[An excerpt from a dataset]
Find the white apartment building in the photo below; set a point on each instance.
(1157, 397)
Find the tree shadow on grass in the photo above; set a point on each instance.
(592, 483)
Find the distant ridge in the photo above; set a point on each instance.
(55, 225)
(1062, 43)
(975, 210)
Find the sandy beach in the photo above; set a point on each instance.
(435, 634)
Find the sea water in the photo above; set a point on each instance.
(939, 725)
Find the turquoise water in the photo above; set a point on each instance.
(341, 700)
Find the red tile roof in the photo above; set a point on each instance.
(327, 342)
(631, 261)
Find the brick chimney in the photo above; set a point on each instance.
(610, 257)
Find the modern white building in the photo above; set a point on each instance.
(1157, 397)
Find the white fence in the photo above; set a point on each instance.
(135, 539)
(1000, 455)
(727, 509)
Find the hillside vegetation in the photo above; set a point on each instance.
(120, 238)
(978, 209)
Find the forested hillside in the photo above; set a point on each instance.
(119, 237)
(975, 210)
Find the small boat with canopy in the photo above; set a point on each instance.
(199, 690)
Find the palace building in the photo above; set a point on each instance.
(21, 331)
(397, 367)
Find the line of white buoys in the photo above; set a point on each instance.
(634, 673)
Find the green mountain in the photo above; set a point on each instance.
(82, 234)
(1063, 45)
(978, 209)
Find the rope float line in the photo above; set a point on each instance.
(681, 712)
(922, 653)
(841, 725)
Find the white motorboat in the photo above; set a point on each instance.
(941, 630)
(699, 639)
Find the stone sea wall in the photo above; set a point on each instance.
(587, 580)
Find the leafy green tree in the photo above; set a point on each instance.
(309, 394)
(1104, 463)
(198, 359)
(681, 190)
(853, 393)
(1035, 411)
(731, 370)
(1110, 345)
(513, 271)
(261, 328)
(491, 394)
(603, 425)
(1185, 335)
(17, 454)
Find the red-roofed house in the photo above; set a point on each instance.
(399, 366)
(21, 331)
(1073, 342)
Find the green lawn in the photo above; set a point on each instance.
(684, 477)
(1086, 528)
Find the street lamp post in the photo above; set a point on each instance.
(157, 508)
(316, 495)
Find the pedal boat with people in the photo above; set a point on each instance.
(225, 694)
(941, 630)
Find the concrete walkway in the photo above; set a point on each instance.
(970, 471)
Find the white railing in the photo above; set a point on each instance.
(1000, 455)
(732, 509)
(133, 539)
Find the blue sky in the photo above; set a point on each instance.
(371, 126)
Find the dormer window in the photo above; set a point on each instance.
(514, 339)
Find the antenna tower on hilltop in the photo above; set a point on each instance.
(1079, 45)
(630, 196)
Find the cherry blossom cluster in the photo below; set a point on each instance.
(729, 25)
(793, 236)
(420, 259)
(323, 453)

---

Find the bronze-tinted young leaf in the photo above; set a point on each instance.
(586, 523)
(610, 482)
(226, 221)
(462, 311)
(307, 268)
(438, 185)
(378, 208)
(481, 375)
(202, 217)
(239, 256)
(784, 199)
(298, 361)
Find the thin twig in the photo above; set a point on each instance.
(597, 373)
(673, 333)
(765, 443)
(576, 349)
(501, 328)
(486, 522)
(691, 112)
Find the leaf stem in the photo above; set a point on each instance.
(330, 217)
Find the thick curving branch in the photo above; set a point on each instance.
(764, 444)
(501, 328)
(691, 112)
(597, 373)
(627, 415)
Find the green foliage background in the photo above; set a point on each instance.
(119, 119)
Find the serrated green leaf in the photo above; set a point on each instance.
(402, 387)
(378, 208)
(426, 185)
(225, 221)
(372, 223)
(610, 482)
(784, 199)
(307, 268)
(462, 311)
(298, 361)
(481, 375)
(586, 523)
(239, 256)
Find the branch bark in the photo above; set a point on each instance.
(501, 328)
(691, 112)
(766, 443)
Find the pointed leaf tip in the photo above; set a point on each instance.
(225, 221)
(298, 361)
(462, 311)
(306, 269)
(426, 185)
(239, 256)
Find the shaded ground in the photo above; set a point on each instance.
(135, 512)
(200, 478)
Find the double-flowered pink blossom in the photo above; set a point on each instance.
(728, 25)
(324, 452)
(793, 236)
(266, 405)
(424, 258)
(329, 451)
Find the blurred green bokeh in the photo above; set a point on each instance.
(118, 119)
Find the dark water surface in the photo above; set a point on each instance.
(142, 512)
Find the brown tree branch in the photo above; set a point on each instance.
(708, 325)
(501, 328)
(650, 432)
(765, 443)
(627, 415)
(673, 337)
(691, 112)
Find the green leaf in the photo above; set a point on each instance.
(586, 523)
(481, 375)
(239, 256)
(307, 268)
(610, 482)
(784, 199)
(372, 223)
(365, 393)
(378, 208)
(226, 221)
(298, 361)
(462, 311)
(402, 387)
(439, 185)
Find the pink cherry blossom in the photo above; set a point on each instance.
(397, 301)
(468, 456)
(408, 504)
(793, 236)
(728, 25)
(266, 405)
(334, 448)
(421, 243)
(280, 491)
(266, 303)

● **Aim**: Select each line of the records above that contains the word "building". Uppercase and lowercase letters count as different.

● **Problem solution**:
Find the white apartment building in the photo below; set a point on each instance.
Find the modern white building in the photo above; set a point on each instance.
Find the palace building in the photo above; set a point on each instance.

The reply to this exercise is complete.